Rewrite the records below, changing each "Return its bounding box" to "Give its bounding box" and leaving everything else as it is.

- **MATERIAL PROVIDED**:
****************************************

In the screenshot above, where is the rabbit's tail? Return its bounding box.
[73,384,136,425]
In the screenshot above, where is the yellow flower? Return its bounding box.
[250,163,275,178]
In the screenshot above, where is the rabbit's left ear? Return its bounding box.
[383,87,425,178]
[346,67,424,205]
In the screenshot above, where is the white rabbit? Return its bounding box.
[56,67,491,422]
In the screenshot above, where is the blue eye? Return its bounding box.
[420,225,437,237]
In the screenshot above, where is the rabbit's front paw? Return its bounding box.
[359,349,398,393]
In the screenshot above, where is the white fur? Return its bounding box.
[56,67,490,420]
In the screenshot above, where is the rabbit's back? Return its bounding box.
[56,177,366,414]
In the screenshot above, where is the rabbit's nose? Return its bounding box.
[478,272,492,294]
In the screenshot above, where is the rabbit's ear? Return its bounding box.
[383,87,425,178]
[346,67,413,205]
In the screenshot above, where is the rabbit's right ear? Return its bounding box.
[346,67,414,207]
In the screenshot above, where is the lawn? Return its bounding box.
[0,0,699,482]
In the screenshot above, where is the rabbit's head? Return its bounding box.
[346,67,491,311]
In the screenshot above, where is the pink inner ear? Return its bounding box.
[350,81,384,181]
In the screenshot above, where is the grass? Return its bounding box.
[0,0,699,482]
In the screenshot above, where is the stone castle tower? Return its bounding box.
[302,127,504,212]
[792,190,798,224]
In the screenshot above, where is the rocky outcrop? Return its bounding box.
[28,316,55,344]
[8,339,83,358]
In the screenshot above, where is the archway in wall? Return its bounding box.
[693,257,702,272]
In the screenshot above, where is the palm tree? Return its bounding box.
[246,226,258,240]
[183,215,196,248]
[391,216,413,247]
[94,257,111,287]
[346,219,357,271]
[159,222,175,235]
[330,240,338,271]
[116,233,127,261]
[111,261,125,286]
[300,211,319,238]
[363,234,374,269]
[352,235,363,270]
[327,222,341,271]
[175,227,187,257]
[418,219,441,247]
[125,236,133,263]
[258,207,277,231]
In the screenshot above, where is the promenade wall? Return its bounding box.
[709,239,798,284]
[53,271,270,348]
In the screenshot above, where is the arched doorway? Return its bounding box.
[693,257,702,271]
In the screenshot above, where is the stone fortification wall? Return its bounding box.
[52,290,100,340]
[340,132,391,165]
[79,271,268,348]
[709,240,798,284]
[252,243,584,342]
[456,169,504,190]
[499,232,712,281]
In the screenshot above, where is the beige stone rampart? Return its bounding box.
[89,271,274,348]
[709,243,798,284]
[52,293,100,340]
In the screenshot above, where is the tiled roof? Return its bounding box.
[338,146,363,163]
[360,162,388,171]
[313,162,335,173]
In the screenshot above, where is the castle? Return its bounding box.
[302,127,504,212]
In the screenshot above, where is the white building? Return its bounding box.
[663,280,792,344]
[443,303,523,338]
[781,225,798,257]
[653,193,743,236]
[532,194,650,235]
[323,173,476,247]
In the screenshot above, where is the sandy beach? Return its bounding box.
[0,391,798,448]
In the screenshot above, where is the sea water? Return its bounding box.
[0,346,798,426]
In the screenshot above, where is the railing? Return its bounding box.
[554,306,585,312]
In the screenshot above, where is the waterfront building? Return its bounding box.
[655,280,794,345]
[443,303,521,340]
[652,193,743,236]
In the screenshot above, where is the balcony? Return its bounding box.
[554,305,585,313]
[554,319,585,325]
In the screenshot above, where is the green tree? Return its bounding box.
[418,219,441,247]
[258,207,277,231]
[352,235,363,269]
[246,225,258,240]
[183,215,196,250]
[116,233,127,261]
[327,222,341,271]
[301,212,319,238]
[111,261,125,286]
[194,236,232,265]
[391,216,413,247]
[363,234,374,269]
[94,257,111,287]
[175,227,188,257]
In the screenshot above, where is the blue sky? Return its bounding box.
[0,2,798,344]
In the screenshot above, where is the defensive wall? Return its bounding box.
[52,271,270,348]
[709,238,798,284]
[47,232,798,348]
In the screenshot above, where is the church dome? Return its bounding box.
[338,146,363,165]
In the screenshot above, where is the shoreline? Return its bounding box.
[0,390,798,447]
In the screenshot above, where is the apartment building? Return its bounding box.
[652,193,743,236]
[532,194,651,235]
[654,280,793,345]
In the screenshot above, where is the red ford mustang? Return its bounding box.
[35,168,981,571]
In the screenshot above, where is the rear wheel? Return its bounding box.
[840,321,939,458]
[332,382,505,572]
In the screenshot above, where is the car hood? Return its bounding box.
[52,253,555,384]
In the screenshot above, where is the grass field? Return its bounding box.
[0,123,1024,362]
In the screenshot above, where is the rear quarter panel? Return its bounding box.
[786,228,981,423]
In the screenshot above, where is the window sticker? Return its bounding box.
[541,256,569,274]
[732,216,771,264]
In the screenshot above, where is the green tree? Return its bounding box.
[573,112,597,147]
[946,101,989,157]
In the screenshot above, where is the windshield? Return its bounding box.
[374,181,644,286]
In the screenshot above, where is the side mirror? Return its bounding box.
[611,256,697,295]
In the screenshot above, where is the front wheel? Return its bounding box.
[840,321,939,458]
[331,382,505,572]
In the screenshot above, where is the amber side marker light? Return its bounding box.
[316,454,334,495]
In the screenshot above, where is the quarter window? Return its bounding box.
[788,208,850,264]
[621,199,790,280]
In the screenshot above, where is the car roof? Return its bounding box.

****************************************

- **OUTPUT BELOW**:
In the screenshot above, where is the rabbit's tail? Give its bounding box.
[73,384,136,425]
In the screenshot above, where is the yellow flower? Give its bounding box.
[250,163,275,178]
In the screenshot above, where is the rabbit's left ear? Give its bounding box.
[383,87,425,178]
[346,67,424,205]
In the screenshot above, where is the white rabbit? Give its bounding box.
[56,67,491,422]
In the screenshot above, where is the blue eye? Give its bounding box.
[420,225,437,237]
In the screenshot above, where is the rabbit's front paw? Give its bounding box.
[359,349,398,393]
In the screenshot above, where is the white fur? Give its bounding box.
[56,67,490,420]
In the screenshot above, where is the rabbit's back? Give its bounding box.
[56,177,366,414]
In the screenshot above, where is the rabbit's nose? Give its bounding box.
[478,272,492,294]
In the screenshot above, where is the rabbit's ear? Give its bounding box.
[383,87,425,178]
[346,67,413,205]
In the screenshot above, where is the rabbit's right ear? Give its bounding box.
[346,67,414,207]
In the screenshot above, where is the lawn? Give its bounding box.
[0,0,699,482]
In the screenshot above, where is the rabbit's head? Give its bounding box.
[346,67,491,311]
In the screenshot above, where is the pink inner ear? Give its bounding box.
[350,81,384,181]
In the screenshot above, where is the grass? Give its bounding box.
[0,0,699,482]
In the screenshot above, where is the stone castle tower? Give its bounding box.
[302,127,504,212]
[792,190,798,224]
In the screenshot above, where is the rocky outcrop? Give its bounding box.
[28,316,55,344]
[8,339,83,358]
In the screenshot above, where is the archway in wall? Give its bounding box.
[693,257,702,272]
In the screenshot above, where is the palm tree? Give its bounding box.
[246,226,258,240]
[183,215,196,248]
[391,216,413,247]
[94,257,111,287]
[346,219,357,271]
[159,222,175,235]
[330,240,338,271]
[116,233,127,261]
[111,261,125,286]
[300,211,319,238]
[363,234,374,269]
[352,235,363,270]
[327,222,341,271]
[175,227,187,257]
[418,219,441,247]
[125,236,133,263]
[258,207,277,231]
In the screenshot above, where is the promenade wall? Give its bounding box.
[709,239,798,284]
[53,271,270,348]
In the screenshot above, where is the arched doorway? Give its bounding box.
[693,257,702,271]
In the screenshot above, where is the stone fortification wall? Give its bounding box.
[52,290,100,340]
[340,132,391,165]
[79,271,268,348]
[709,240,798,284]
[252,243,584,342]
[456,169,504,190]
[499,232,712,281]
In the screenshot above, where is the beige stone rampart? Give its bounding box.
[89,271,274,348]
[709,243,798,284]
[52,293,100,340]
In the screenshot above, where is the tiled roof? Give its bounding box.
[338,146,363,163]
[360,162,388,171]
[313,162,335,173]
In the screenshot above, where is the castle? Give its bounding box.
[302,127,504,212]
In the screenshot above, where is the white building? Give its bounding box.
[663,280,792,344]
[443,303,523,338]
[781,225,798,257]
[653,193,743,236]
[532,194,650,235]
[323,173,476,247]
In the screenshot above, where is the sandy beach? Give its bounding box.
[0,391,798,448]
In the screenshot above, where is the sea water? Give its bounding box.
[0,346,798,426]
In the screenshot above, where is the railing? Give its bounding box.
[554,306,585,312]
In the screenshot above, where is the waterfront building? Give its bounding box.
[655,280,794,345]
[443,303,521,340]
[652,193,743,236]
In the screenshot above, where is the balcony? Give its bounding box.
[554,305,585,313]
[554,319,585,325]
In the screenshot above, where is the green tree? Give its bounding box.
[418,219,441,247]
[258,207,277,231]
[352,235,363,269]
[246,225,258,240]
[183,215,196,250]
[116,233,127,261]
[327,222,341,271]
[301,212,319,238]
[111,261,125,286]
[194,236,232,265]
[391,216,413,247]
[363,234,374,269]
[94,257,111,287]
[175,227,188,257]
In the screenshot above, where is the blue sky? Give its bounding box.
[0,2,798,344]
In the screenshot above, where is the defensive wall? Give its bounding box.
[52,271,270,348]
[709,238,798,284]
[47,232,798,348]
In the screenshot above, where is the church dome? Give its bounding box.
[338,146,363,165]
In the screenshot above, where is the shoreline? Give its bounding box.
[0,390,798,447]
In the screenshot above, where is the apartment building? Give its bounding box.
[652,193,743,236]
[532,194,651,235]
[654,280,793,345]
In the screenshot above, where is the red ford mustang? Give its bounding box.
[35,168,981,571]
In the screenshot above, where is the rear wheel? Give its bounding box.
[840,321,939,458]
[332,382,505,572]
In the screenshot above, where is the car hood? Give its bounding box.
[52,253,555,384]
In the screenshot above, where is the grass field? Give its bounding box.
[0,123,1024,362]
In the screenshot above, where is the rear quarter panel? Give its bounding box.
[786,228,981,423]
In the screenshot above, where is the window sticker? Give its bounding box.
[541,256,569,274]
[732,216,771,264]
In the screenshot above, where is the green tree? Give its bounding box.
[573,112,597,147]
[946,101,989,157]
In the screenshot above, where is the windshield? Give its bounding box.
[374,181,644,286]
In the screenshot above, where is the side mirror? Give its bounding box.
[611,256,697,295]
In the screenshot above, where is the front wheel? Give its bounding box.
[840,321,939,458]
[331,382,505,572]
In the screenshot above, where is the amber side marker light? Give its bounding box.
[316,454,334,495]
In the screenshot above, where is the quarter window? Give its bounding box.
[788,208,850,264]
[621,199,790,280]
In the screenshot above, where is the car roof? Give its bounding box.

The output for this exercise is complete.